The input -
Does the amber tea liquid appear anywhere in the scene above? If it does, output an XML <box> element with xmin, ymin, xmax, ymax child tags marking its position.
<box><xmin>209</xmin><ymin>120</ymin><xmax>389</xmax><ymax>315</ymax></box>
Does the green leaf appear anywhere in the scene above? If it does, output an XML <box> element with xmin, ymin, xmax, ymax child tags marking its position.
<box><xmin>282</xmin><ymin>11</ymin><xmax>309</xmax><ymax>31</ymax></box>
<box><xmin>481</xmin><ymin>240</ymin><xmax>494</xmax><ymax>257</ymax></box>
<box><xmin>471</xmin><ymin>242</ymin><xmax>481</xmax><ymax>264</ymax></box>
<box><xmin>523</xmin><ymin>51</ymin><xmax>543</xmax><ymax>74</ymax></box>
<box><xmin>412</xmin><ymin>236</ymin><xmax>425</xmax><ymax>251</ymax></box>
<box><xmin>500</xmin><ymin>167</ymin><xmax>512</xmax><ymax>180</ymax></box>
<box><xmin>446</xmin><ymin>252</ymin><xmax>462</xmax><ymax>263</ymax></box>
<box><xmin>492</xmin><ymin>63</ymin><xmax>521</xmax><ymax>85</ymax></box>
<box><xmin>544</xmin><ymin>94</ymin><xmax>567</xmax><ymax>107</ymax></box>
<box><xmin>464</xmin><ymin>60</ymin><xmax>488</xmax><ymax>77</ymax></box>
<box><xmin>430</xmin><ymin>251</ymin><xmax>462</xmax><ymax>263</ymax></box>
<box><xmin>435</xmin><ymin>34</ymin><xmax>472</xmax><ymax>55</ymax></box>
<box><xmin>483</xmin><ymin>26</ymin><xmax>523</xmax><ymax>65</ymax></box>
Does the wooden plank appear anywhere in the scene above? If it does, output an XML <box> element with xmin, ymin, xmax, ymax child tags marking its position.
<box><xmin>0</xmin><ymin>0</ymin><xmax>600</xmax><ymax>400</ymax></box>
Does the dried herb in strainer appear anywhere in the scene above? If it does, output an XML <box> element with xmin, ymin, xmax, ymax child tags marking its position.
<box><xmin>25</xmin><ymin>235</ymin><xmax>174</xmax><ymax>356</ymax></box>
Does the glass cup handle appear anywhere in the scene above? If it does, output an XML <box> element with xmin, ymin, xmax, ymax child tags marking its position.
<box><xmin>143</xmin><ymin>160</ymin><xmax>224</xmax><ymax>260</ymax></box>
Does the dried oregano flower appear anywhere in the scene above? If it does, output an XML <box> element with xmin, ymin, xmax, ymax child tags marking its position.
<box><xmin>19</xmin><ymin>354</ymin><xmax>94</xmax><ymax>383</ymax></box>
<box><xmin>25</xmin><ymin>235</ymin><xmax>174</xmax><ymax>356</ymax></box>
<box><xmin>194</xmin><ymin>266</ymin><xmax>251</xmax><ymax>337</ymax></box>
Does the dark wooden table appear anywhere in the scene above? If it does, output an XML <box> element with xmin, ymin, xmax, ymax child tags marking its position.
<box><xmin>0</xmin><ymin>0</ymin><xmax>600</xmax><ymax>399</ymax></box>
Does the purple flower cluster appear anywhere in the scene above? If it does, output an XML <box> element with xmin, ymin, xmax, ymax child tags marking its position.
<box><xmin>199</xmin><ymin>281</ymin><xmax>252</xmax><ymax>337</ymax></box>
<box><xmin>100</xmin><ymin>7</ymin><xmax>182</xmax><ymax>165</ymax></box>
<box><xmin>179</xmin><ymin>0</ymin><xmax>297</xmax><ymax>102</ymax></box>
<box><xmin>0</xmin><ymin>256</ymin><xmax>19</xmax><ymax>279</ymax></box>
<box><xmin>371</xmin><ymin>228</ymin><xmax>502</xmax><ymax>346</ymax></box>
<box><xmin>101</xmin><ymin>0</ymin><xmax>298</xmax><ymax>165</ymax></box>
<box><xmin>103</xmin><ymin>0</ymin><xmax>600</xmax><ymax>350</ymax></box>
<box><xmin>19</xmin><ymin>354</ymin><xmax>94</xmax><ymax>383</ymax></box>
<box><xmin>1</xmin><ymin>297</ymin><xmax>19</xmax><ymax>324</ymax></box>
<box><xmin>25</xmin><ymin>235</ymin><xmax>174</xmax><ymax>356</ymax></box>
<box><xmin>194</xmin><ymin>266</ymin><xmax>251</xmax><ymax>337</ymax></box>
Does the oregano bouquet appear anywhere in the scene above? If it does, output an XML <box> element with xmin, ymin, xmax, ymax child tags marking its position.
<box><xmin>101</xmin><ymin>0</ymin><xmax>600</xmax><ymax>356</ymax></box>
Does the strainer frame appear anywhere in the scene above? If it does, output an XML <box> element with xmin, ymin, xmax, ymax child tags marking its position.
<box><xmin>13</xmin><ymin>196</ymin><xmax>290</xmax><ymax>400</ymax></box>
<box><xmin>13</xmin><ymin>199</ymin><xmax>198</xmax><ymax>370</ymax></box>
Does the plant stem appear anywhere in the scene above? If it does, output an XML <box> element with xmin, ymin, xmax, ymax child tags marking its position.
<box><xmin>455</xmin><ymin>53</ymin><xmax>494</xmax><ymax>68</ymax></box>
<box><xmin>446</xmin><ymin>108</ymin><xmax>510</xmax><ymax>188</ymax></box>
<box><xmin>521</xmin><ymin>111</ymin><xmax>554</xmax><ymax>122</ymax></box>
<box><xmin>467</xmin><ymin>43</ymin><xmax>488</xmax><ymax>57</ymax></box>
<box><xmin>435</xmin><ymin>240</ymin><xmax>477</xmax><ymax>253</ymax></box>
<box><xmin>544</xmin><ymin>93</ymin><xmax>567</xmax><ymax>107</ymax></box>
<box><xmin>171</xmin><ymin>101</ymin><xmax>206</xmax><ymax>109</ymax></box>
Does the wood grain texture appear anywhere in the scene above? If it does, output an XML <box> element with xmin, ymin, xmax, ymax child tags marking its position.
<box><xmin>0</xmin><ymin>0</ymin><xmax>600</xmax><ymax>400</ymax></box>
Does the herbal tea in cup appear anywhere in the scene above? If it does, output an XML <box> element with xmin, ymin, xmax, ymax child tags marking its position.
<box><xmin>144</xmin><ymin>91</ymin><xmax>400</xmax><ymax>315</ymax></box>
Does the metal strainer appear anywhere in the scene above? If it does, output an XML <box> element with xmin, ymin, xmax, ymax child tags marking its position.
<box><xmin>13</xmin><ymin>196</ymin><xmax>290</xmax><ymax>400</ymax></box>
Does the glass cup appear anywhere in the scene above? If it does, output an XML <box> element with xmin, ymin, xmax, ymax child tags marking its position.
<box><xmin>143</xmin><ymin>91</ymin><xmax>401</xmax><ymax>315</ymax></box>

Prompt -
Copy the data again from the line containing "Does the wood grain" through the end, keeping the requests as they are, and shift every box coordinate in the answers up by 107.

Written solution -
Does the wood grain texture appear anywhere in the scene above? If it does, output an XML <box> element with xmin, ymin, xmax, ymax child tags marking its position.
<box><xmin>107</xmin><ymin>107</ymin><xmax>707</xmax><ymax>507</ymax></box>
Does the herbal tea in cup appear anywhere in the scene above? If it does, output an XML <box> element with xmin, ymin, xmax, ymax child tags marking its position.
<box><xmin>251</xmin><ymin>198</ymin><xmax>507</xmax><ymax>422</ymax></box>
Does the metal strainer appear anywhere in the scene above? If it does, output an XML <box> element with xmin, ymin, xmax, ymax child tags marking its position.
<box><xmin>120</xmin><ymin>303</ymin><xmax>397</xmax><ymax>507</ymax></box>
Does the glass cup appear anywhere in the scene above? If it does, output an XML <box> element with xmin, ymin, xmax, ymax child tags marking its position.
<box><xmin>250</xmin><ymin>198</ymin><xmax>508</xmax><ymax>422</ymax></box>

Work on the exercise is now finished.